## What is required
Repeat the items below, swapping "Indicate" for "Mark" wherever it appears and keeping everything else the same.

[BEGIN Stored data]

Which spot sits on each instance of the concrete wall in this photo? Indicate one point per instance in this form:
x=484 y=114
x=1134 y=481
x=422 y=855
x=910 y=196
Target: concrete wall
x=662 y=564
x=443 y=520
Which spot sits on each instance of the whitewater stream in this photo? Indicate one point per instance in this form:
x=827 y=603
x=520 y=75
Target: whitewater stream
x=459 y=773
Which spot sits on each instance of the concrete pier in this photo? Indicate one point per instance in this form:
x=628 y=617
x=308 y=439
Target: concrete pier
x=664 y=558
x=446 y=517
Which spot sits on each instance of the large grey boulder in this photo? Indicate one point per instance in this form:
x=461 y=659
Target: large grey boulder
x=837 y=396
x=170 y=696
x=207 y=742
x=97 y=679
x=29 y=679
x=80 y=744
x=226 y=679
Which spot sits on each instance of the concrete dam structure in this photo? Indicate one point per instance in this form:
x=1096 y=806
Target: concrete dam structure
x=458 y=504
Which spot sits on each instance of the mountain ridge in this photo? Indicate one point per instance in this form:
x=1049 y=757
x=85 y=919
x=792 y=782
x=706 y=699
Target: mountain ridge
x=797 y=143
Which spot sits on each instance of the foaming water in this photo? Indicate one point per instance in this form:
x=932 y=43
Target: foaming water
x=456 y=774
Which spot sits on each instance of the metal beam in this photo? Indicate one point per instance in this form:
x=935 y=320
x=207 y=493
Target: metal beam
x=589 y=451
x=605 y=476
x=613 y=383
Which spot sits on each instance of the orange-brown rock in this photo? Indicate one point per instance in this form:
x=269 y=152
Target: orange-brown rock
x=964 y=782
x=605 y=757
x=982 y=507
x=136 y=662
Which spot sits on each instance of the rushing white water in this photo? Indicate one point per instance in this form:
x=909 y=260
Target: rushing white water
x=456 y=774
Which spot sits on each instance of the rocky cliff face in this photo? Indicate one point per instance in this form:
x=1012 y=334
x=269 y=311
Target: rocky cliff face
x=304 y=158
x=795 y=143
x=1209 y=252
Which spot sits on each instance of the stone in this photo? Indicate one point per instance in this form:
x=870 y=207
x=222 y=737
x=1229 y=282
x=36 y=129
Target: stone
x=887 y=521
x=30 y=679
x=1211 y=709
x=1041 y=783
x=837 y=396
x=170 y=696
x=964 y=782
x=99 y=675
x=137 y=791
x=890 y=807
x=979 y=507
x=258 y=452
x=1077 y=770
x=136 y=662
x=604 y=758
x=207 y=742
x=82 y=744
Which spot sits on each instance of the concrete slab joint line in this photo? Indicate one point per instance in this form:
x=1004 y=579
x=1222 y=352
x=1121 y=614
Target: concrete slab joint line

[END Stored data]

## The output
Which spot sits on each instance of the concrete wall in this photo? Mark one point per instance in this form:
x=484 y=114
x=1134 y=481
x=422 y=855
x=910 y=196
Target: concrete wall
x=662 y=564
x=443 y=520
Which spot sits on each instance of the whitewater stream in this photo? Mark one point per instance in this form:
x=827 y=603
x=520 y=75
Target: whitewater stream
x=459 y=773
Which spot sits on each instance of the concrete pier in this photo? Mark one point per instance in this form:
x=628 y=617
x=308 y=439
Target: concrete pier
x=664 y=558
x=446 y=517
Which spot sits on each instance of the large grey boulder in this photo? Mark one point per instance in this form:
x=461 y=659
Target: large grey boulder
x=837 y=396
x=170 y=696
x=207 y=742
x=97 y=679
x=29 y=679
x=80 y=744
x=226 y=679
Which spot sits on each instance of the concrete dam structure in this photo? Mark one point per instance in this form:
x=1096 y=806
Target: concrete dam structure
x=458 y=504
Which spot sits on each instance of the mountain ridge in this photo? Mark one point per instance in this form:
x=1049 y=757
x=85 y=919
x=792 y=782
x=706 y=699
Target: mountain ridge
x=797 y=143
Which spot sits on each instance of the foaming water in this photo? Mark one point per instance in this form:
x=932 y=43
Target: foaming water
x=456 y=774
Which spot sits on each instance of the metal beam in this photo? Mark one point per instance in this form:
x=935 y=320
x=207 y=493
Target: metal beam
x=589 y=451
x=605 y=476
x=613 y=383
Which spot sits on each instance of the orange-brown rock in this photo? Mark one point per instance in this form:
x=269 y=152
Target: orange-brown rock
x=964 y=782
x=605 y=757
x=982 y=507
x=136 y=662
Which spot sits on each instance of the rushing white water in this photo? Mark one point per instance in this form:
x=909 y=260
Target: rushing white water
x=456 y=774
Which spot sits on each instance of the rocky cliff face in this photo? Mark one point per instance in this form:
x=1012 y=334
x=269 y=311
Target: rocky cliff face
x=304 y=158
x=795 y=143
x=1209 y=252
Which spot sits on each instance of the stone in this photo? Mark one point per instance in this form:
x=870 y=207
x=222 y=737
x=1229 y=282
x=36 y=129
Target: stone
x=887 y=521
x=30 y=679
x=1211 y=709
x=1041 y=783
x=837 y=396
x=170 y=696
x=964 y=782
x=99 y=675
x=137 y=791
x=890 y=807
x=979 y=507
x=258 y=452
x=1077 y=770
x=136 y=662
x=604 y=758
x=207 y=742
x=82 y=744
Which spot sits on each instance of the concrete slab joint line in this photo? Mark one point per instance in this form:
x=1004 y=579
x=1222 y=352
x=1121 y=614
Target: concrete slab joint line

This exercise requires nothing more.